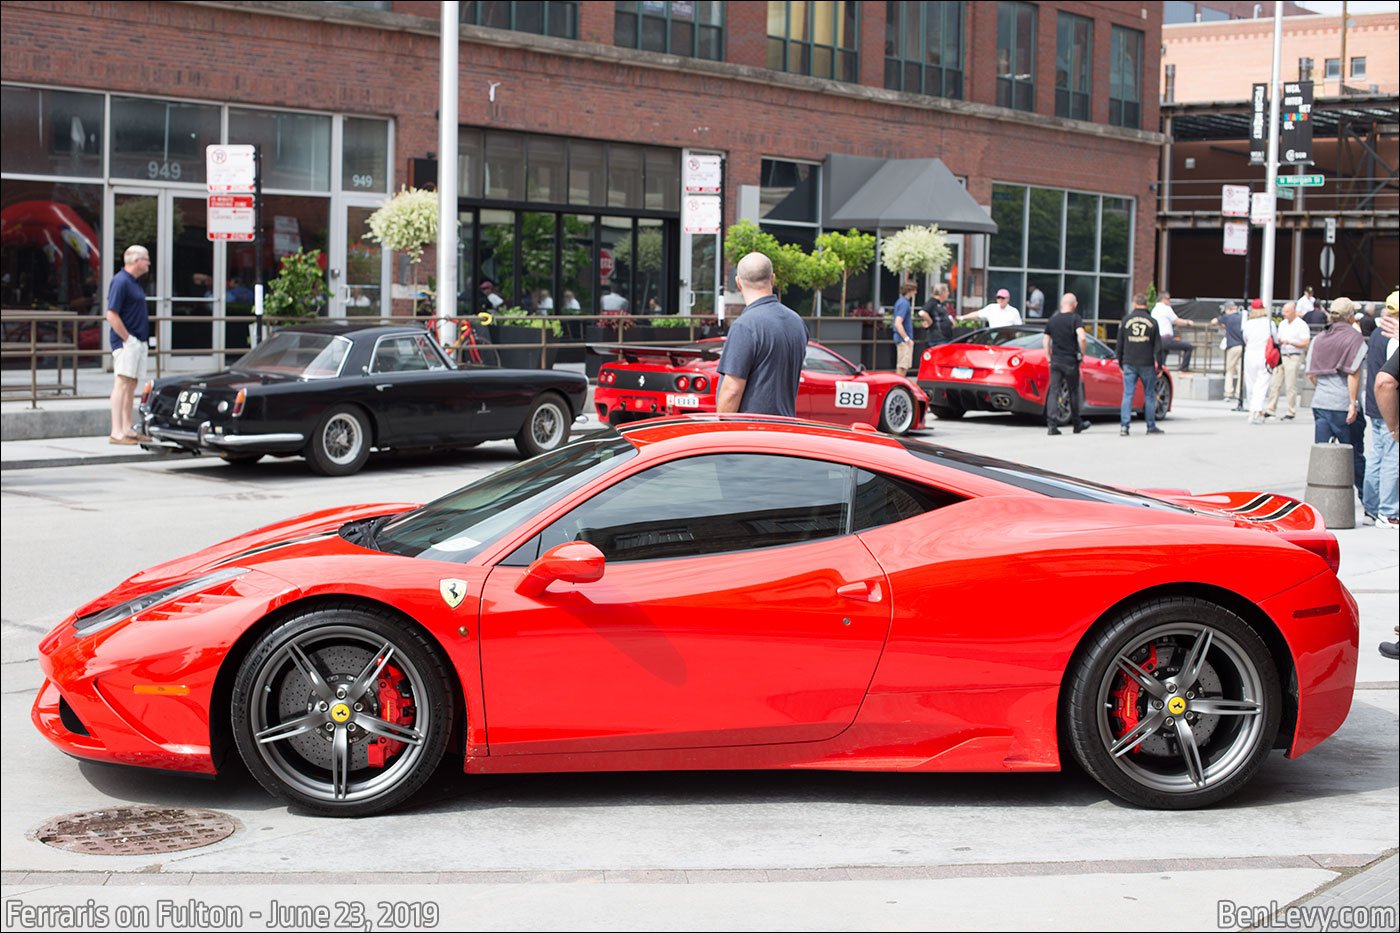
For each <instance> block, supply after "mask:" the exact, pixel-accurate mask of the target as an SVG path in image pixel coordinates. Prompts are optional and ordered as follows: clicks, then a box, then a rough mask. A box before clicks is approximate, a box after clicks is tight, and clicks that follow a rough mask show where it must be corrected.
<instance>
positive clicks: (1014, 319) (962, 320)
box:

---

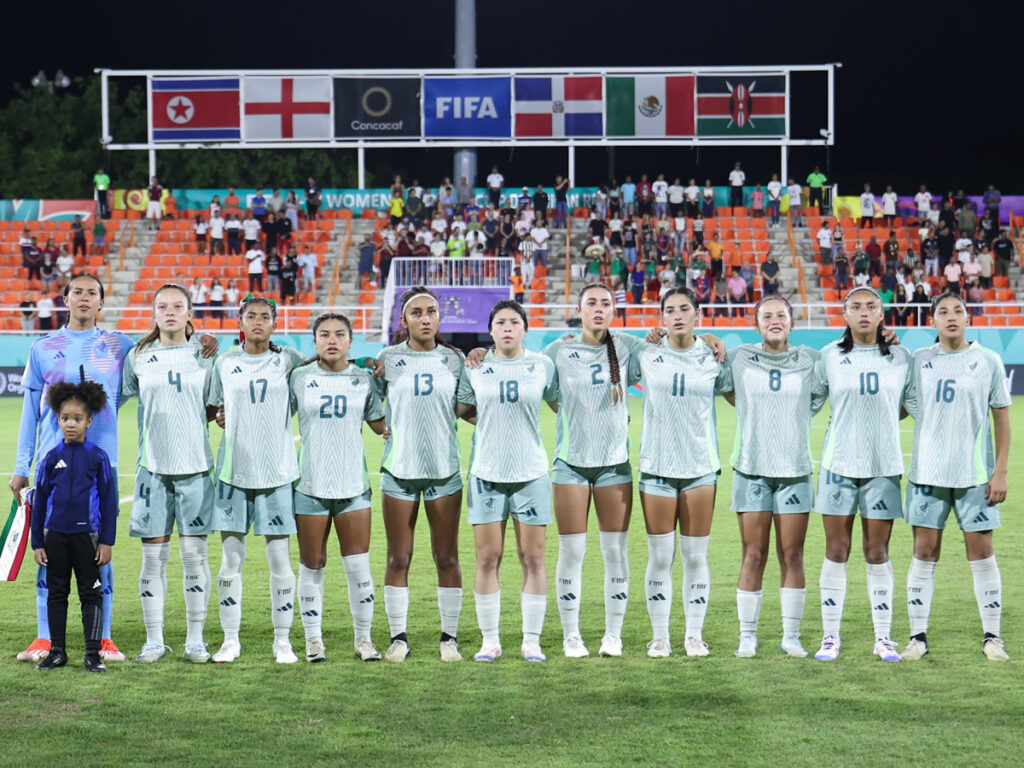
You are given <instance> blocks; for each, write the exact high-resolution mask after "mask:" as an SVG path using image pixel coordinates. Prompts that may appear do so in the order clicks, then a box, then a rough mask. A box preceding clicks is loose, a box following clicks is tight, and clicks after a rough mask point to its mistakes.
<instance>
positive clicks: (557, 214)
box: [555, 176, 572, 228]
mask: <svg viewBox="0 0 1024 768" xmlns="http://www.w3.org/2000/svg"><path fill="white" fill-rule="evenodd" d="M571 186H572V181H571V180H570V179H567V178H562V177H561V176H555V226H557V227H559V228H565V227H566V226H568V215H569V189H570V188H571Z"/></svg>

--

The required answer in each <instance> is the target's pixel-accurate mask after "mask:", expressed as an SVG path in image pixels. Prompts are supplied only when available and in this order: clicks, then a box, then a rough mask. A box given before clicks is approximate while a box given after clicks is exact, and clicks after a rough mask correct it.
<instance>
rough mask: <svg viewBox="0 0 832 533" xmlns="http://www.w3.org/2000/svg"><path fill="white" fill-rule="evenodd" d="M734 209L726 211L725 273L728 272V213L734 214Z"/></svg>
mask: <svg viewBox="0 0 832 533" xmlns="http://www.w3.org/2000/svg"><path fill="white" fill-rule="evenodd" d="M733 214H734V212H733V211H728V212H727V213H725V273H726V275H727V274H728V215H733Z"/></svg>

AIM OF THE EXERCISE. Count how many lines in the rows above contain the string "approximate" and reply with that number alone.

TASK OUTPUT. 2